EXERCISE GOAL: Locate each line in the listing below that contains the string "dress", and copy those lines.

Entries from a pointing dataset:
────────

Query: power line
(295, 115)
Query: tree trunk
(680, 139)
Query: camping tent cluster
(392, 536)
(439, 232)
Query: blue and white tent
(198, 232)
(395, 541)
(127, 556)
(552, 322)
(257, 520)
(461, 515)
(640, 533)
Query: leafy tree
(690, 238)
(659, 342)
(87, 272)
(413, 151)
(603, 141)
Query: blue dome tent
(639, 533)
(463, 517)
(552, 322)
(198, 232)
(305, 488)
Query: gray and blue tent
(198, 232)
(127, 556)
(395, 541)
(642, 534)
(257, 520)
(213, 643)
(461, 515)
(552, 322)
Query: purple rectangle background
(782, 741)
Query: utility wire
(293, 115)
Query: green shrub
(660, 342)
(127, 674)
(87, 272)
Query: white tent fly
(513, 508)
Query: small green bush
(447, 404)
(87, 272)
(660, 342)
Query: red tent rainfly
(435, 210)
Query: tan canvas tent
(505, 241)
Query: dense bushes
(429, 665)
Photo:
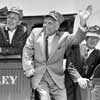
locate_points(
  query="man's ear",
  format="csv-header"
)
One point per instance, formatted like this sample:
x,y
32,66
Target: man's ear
x,y
19,22
57,25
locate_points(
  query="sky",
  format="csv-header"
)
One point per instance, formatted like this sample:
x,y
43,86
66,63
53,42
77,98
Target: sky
x,y
43,7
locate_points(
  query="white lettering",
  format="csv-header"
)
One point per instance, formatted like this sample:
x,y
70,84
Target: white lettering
x,y
8,80
5,80
13,79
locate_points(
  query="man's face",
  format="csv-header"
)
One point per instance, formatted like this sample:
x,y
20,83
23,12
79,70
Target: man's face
x,y
13,20
50,26
92,41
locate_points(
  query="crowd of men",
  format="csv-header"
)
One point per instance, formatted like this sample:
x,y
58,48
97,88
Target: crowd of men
x,y
44,50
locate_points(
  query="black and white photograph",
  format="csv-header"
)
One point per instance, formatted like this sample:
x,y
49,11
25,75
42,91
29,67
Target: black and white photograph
x,y
49,49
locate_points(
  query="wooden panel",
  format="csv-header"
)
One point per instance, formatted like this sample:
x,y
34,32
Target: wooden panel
x,y
13,83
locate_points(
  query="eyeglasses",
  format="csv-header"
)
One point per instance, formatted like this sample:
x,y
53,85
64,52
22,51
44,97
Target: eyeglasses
x,y
93,29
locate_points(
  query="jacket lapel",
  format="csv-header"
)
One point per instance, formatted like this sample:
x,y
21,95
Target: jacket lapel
x,y
41,44
91,58
54,46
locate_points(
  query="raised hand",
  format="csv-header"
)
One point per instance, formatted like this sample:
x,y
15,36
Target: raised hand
x,y
84,15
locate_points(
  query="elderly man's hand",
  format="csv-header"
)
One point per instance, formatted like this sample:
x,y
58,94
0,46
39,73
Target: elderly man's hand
x,y
29,73
83,82
84,15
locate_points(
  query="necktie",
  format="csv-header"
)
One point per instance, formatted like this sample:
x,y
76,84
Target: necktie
x,y
46,48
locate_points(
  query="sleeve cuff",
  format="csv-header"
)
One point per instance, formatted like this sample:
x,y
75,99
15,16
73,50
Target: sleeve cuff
x,y
84,29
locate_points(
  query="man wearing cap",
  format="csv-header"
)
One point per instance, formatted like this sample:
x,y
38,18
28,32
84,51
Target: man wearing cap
x,y
12,34
43,55
82,61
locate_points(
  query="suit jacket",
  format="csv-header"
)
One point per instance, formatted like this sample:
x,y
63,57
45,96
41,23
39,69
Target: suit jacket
x,y
18,40
75,67
80,68
34,55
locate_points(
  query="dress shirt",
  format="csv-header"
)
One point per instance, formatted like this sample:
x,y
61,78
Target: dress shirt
x,y
89,51
50,40
11,34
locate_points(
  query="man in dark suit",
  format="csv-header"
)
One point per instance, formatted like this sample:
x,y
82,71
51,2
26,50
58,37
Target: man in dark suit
x,y
46,68
82,60
13,34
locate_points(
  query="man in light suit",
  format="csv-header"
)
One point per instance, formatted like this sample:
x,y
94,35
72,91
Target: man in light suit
x,y
46,70
82,61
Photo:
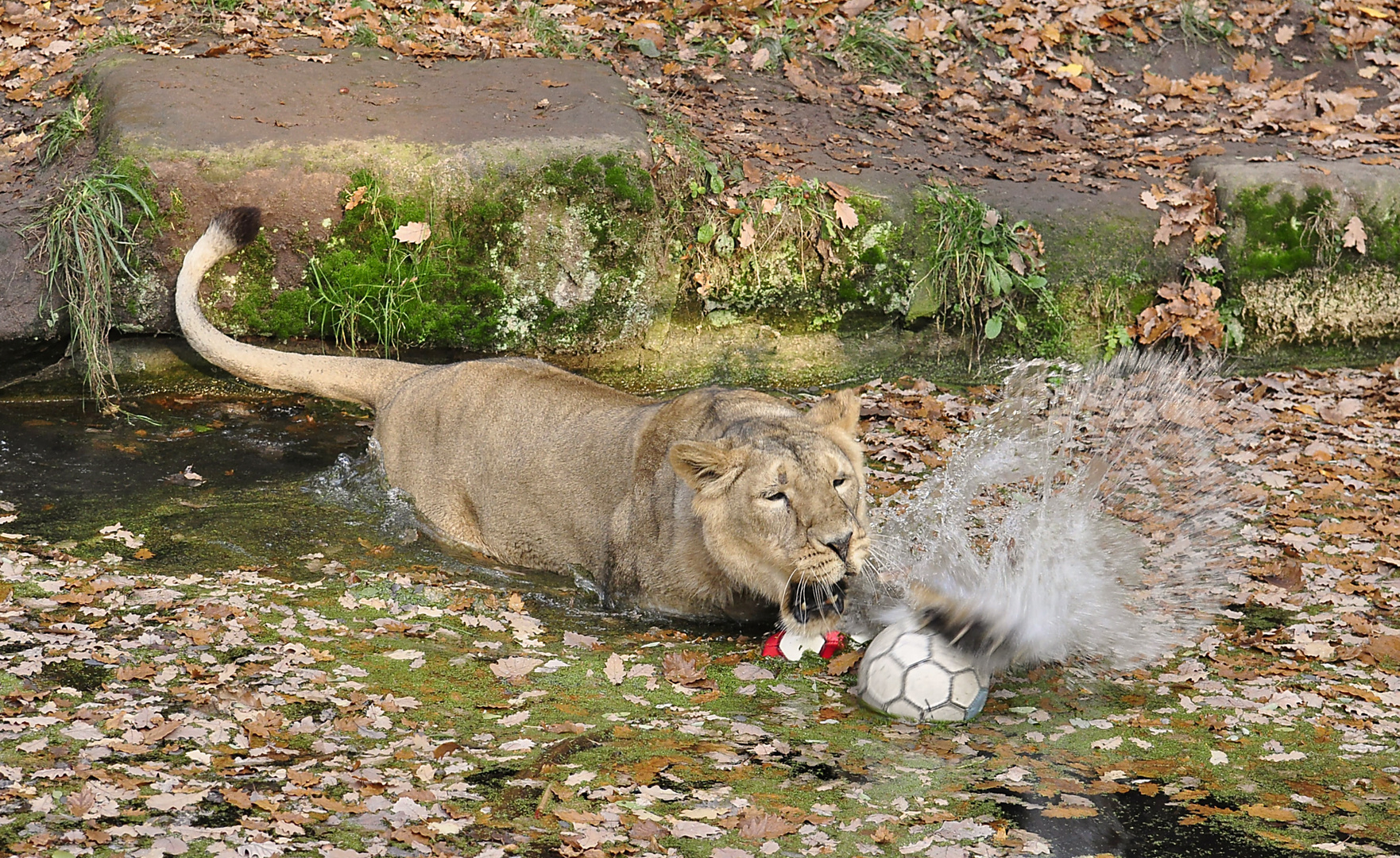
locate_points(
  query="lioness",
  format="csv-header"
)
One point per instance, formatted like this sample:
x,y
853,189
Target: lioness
x,y
711,504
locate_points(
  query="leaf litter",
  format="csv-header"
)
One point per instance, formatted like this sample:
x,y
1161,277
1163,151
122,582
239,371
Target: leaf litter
x,y
1087,94
371,709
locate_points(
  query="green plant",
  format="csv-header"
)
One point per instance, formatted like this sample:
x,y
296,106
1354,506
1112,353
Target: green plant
x,y
114,38
72,122
870,45
1116,338
90,238
1203,24
551,38
982,273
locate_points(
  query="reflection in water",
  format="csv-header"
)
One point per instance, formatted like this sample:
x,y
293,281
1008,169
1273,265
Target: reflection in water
x,y
1130,825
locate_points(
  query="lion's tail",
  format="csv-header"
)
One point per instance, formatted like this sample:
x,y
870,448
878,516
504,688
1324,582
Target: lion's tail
x,y
367,381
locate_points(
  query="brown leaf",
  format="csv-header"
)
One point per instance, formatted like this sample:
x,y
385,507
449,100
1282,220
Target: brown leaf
x,y
613,670
441,751
237,798
1354,235
516,668
747,235
571,817
1274,814
647,830
82,801
129,672
764,826
685,667
841,663
846,214
1070,812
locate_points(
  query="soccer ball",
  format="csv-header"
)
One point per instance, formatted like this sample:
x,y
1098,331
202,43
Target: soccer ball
x,y
911,674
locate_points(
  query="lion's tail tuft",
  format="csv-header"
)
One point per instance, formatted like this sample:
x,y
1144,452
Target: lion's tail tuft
x,y
367,381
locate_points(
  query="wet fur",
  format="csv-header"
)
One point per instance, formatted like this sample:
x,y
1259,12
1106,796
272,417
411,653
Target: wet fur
x,y
668,505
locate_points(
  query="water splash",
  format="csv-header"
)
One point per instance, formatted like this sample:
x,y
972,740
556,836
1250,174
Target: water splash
x,y
1085,518
360,485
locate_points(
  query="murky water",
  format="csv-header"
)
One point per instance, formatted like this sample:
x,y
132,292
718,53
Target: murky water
x,y
216,483
283,485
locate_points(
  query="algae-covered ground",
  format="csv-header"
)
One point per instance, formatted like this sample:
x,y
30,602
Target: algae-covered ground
x,y
222,640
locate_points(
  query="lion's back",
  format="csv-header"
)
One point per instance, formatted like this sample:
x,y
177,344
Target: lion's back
x,y
514,457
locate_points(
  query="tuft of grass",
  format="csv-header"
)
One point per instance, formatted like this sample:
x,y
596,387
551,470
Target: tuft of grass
x,y
90,240
365,37
870,45
114,38
1200,25
551,38
73,121
982,272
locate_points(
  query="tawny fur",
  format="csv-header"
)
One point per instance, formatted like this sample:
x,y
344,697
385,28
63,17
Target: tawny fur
x,y
710,504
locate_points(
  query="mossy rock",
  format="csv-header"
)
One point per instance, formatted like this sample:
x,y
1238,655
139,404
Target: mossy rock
x,y
564,258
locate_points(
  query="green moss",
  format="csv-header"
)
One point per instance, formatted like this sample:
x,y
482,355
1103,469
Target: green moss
x,y
980,273
1276,237
562,258
804,269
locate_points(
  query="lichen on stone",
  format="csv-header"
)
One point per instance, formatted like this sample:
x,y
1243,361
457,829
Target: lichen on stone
x,y
1317,307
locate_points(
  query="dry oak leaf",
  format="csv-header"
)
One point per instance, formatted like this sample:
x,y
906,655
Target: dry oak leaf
x,y
613,670
413,233
846,214
1354,235
514,668
747,235
841,663
764,826
685,667
699,830
1069,812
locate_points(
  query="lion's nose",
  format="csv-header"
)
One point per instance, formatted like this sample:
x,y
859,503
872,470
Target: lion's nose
x,y
841,545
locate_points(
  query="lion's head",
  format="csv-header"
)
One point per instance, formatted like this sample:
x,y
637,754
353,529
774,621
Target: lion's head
x,y
780,500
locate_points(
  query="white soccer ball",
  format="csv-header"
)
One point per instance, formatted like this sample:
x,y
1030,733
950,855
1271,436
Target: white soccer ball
x,y
915,675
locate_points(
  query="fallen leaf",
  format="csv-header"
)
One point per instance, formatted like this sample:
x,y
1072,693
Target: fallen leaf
x,y
846,214
413,233
516,668
613,670
1354,235
747,234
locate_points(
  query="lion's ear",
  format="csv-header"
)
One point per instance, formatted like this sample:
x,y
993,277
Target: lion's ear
x,y
841,411
705,464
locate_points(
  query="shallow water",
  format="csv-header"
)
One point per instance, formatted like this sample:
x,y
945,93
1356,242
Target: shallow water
x,y
279,479
284,486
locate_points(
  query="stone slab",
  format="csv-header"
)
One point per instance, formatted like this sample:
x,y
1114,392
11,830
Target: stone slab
x,y
1352,185
458,117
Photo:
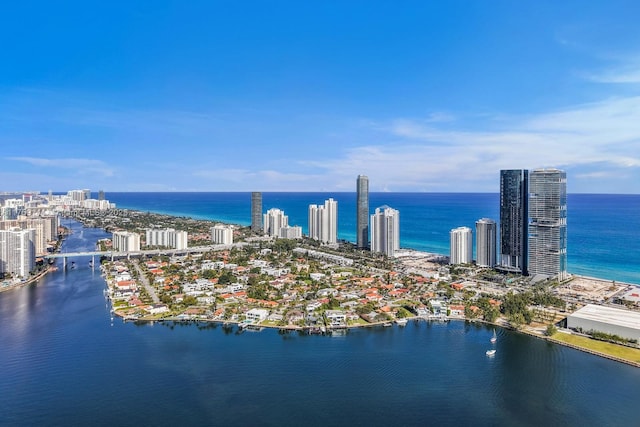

────────

TASK SOLUTION:
  query="dress shirt",
Target: dress shirt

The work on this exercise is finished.